··· Selected text ···
Ok so now you have an idea of how to come up with an order to memorize and solve in. I gave arguments for my way, but of course my way is not the only way to do this.

When solving the corners, be very careful to only use supercube safe algs (i.e. don’t twist a center group!! If you do your whole solve will be a DNF!).

Ok so now onto solving the edges. I’ll break this up into an overview of commutators, then list a beginner, intermediate, and advanced method for using them to solve the cube blindfolded.

EDGES OVERVIEW:

What we are going to do is to use nothing but intuitive commutators for this step. I don’t use a single "alg" for this step at all. The purpose is to understand exactly and 100% completely how you are moving only 3 edges at a time.

As you may have guessed I do this step using three cycles, and by doing this you will solve 2 pieces at each step.

The idea of an intuitive commutator works like this. There are certain requirements to start, and the process is always the same once you have met those requirements. So let’s start with what has to be true in order for a commutator to exist to solve a situation.

1) Two of the three pieces to be cycled must be on the same slice.

There are 12 slices on a 4x4x4 cube, and two pieces must be on the same slice in order for you to even consider thinking about a commutator to use.

2) One of the three pieces to be cycled must NOT be on the slice as the other two.

This is very important. So much so that this edge is given a name, the "lone edge".

-----

Ok so now we have the requirements, let’s talk about the process of coming up with a commutator.

Say we have the cycle (bUL->dFL->fUR). Now think about how they look on your cube. You will do a lot of mental picturing of where these pieces are in a blindfolded solve, so preferrably do this without a 4x4 cube handy.

Ok some questions.

1) Are there two pieces in the same slice?

Yes there are, in two different ways. bUL and dFL are both on the L face. Also bUL and fUR are both on the U face.

2) For each of the ways to have two pieces on one slice, does there exist a "lone edge"?

Yes. If bUL and dFL are on the same L slice then fUR is the lone edge not touching L. If bUL and fUR are the two pieces in the U slice then dFL is the lone edge not touching U.

Ok now I have to introduce a concept called "interchangeability". I used to use a weird way to describe this concept, but after talking with Doug Li he hit on this phrase and now it is the one I use too.
··· Data excerpt ···
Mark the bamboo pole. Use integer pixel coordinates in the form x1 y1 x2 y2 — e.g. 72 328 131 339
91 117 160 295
···
Carry on the 4x4 blindfold edge-commutator tutorial from its final sentence, explaining the concept of interchangeability next.

Not only do you need two edges in the same slice, but they must be interchangeable. This means that by turning that slice, you can make one of the edges occupy the spot the other originally occupied.

As an example, for the cycle above we have two ways to put two edges on the same slice and choose a lone edge. But which way do we choose during a blindfolded solve and why?

I choose to have the two edges in the U layer rather than on the L layer. This is because the two edges in the U layer are interchangeable and ones in the L layer are not.

Let’s look at the two possibilities:

L layer edges: bUL and dFL. Can you do an L move and put bUL into dFL’s place? No. Can you do an L move and put dFL into bUL’s place? No. So these edges are not interchangeable.

U layer edges: bUL and fUR. Can you do a U move to put bUL into fUR’s place? Yes, U2. Can you do a U move to put fUR into bUL’s place? Yes, U2. So these two edges ARE interchangeable.

-----

Now on to the cycling. Remember our cycle is bUL->dFL->fUR and we have chosen our two edges to the ones in the U layer because they are interchangeable. This leaves dFL to be our lone edge.

Ok now here is the process.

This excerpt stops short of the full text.